Liberalismo sempre. Desde que ele não vire questão de Estado. Aí, não basta sua empresa ter mais tecnologia, ter melhor preço e não ter — até aqui — nenhuma acusação formal comprovada para ser deixada fora do jogo. Para tanto, o presidente americano, Donald Trump, declaraou “emergência nacional” na quarta-feira 15 e assinou documento que proíbe a empresas dos Estados Unidos utilizar equipamentos estrangeiros de telecomunicação que, segundo ele, coloquem em risco a segurança do país.

O destinatário do ato presidencial se chama Huawei (pronuncia-se “u-a-uei” e não “ru-a-uei”), pérola tecnológica da China. É guerra. E não é só comercial. É pelo 5G. O tema dominou o noticiário econômico global na semana. “Trata-se de uma disputa de soma zero”, disseram à agência Reuters altos funcionários do governo Trump, além de oficiais de inteligência de países ocidentais e executivos de empresas de telecomunicação, citando a situação prevista dentro da Teoria dos Jogos, em que a vitória de um participante numa disputa obrigatoriamente se dará com a total derrota do oponente. A Guerra Fria Tecnológica.

As consequências começaram já no domingo 19, quando o Google anunciou um corte nas relações com os chineses. O sistema operacional dos smartphones Huawei é o Android. Isso significa que a companhia não terá mais como oferecer, em seus novos aparelhos, produtos consagrados, como Gmail e Google Maps, além de parar de receber atualizações – com exceção das do sistema aberto, que acontecem num ritmo menor. Foi um efeito dominó. No dia seguinte, a Bloomberg informou que fornecedores americanos de chips aos chineses, como Intel e Qualcomm, seguiram pelo mesmo caminho.

A Microsoft, que não se pronunciou oficialmente, retirou de seu site de vendas o mais do que bem avaliado laptop chinês MateBook X Pro. Na segunda-feira 20, cinco dias depois de assinado o decreto, a decisão foi relaxada e haverá um período de três meses (até 19 de agosto) para que a restrição vigore. O estrago, contudo, já está feito. A China é fortemente dependente de chips importados, apesar dos esforços para desenvolver sua própria indústria. Apenas em 2018, o país importou mais de US$ 300 bilhões em chips, cruciais a qualquer produto digital. O valor é superior ao que o país importou de petróleo.

Para a Huawei, specificamente, viver sem os chips americanos deve ser o teste de fogo na guerra, apesar de a companhia ter avançado no desenvolvimento de seus próprios processadores e ter estocado prevendo situação similar à atual. Em entrevista à mídia chinesa na terça-feira 21, o fundador e CEO da companhia, Ren Zhengfei , de 74 anos, disse que em “tempos pacíficos”, metade dos chips da Huawei vieram de empresas americanas.

_Registros de dados_.

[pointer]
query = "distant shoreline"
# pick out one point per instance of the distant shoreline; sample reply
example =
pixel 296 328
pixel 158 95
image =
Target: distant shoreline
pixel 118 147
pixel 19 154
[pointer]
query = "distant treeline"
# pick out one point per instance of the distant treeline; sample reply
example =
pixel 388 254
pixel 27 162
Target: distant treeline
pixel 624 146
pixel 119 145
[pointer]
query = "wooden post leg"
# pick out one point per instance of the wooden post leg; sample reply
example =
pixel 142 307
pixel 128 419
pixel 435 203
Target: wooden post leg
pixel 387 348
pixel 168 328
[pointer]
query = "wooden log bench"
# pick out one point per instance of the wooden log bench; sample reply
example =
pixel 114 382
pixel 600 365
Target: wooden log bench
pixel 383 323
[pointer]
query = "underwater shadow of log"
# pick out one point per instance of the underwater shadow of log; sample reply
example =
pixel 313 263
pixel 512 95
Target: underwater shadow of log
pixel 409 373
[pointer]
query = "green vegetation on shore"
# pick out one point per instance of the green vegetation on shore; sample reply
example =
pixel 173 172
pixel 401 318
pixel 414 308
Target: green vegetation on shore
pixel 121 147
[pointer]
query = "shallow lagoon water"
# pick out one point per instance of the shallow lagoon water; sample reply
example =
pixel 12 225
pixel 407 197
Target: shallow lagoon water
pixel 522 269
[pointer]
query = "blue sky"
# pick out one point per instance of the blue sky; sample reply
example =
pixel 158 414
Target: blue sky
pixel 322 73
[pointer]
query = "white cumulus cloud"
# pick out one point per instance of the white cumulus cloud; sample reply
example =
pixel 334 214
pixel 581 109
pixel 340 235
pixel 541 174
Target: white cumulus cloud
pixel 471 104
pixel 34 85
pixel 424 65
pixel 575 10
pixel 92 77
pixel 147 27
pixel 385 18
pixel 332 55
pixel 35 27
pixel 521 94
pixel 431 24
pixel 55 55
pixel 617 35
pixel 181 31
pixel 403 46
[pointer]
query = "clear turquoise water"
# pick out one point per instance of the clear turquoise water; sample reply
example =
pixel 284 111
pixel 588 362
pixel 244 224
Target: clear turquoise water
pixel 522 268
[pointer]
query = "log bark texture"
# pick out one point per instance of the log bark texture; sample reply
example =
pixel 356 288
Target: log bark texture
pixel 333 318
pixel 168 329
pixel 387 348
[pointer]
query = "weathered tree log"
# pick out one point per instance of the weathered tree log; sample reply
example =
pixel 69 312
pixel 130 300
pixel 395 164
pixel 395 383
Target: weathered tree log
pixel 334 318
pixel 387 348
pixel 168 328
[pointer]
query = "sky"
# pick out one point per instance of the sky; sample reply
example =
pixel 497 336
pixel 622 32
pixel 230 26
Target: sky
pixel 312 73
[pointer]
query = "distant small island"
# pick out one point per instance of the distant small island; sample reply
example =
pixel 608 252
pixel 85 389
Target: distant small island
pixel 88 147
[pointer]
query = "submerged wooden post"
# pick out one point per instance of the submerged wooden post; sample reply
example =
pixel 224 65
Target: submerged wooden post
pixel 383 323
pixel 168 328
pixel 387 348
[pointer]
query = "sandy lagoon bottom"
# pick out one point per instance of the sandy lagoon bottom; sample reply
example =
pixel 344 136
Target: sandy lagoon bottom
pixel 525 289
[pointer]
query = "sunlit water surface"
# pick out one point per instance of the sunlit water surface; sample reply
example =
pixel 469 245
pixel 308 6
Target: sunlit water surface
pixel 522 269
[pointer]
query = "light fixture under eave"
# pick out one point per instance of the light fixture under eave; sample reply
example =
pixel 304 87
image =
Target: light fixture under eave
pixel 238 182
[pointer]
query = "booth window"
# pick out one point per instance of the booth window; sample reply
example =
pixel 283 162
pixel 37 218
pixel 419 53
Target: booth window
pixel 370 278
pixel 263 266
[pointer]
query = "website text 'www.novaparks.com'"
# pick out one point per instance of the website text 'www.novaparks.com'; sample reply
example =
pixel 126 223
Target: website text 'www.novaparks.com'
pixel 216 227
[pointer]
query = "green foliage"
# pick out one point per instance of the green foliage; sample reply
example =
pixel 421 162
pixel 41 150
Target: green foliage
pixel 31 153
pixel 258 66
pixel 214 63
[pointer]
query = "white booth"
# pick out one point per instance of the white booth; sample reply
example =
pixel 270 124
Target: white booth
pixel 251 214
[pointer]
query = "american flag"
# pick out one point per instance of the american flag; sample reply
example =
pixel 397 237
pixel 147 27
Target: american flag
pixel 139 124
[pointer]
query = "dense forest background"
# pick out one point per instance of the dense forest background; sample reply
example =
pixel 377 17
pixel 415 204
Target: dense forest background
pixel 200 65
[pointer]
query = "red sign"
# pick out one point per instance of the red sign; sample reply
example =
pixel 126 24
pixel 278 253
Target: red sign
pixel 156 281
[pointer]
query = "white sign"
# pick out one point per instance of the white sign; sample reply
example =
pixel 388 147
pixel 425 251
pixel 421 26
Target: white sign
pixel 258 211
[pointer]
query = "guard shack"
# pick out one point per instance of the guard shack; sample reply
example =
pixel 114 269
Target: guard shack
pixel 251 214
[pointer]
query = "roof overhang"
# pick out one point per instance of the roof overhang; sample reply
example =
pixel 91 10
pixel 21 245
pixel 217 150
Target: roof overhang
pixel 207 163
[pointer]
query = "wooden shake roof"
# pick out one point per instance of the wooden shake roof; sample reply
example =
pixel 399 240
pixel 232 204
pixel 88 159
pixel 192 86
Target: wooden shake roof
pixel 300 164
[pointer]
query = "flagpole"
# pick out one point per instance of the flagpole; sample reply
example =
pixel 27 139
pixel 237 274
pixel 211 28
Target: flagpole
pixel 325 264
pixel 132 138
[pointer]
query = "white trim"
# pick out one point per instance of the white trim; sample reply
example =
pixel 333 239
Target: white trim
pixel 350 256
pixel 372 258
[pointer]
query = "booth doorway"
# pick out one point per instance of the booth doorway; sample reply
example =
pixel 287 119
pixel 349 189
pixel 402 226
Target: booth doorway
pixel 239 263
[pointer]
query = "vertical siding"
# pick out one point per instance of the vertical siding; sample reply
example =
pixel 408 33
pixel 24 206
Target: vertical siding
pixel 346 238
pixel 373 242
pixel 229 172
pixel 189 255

_Tarefa_. Reescreva o texto sobre a Huawei de "O destinatário do" a "Guerra Fria Tecnológica.", renomeando "5G" como "quinta geração de telefonia móvel".

_Solução_.
O destinatário do ato presidencial se chama Huawei (pronuncia-se “u-a-uei” e não “ru-a-uei”), pérola tecnológica da China. É guerra. E não é só comercial. É pelo quinta geração de telefonia móvel. O tema dominou o noticiário econômico global na semana. “Trata-se de uma disputa de soma zero”, disseram à agência Reuters altos funcionários do governo Trump, além de oficiais de inteligência de países ocidentais e executivos de empresas de telecomunicação, citando a situação prevista dentro da Teoria dos Jogos, em que a vitória de um participante numa disputa obrigatoriamente se dará com a total derrota do oponente. A Guerra Fria Tecnológica.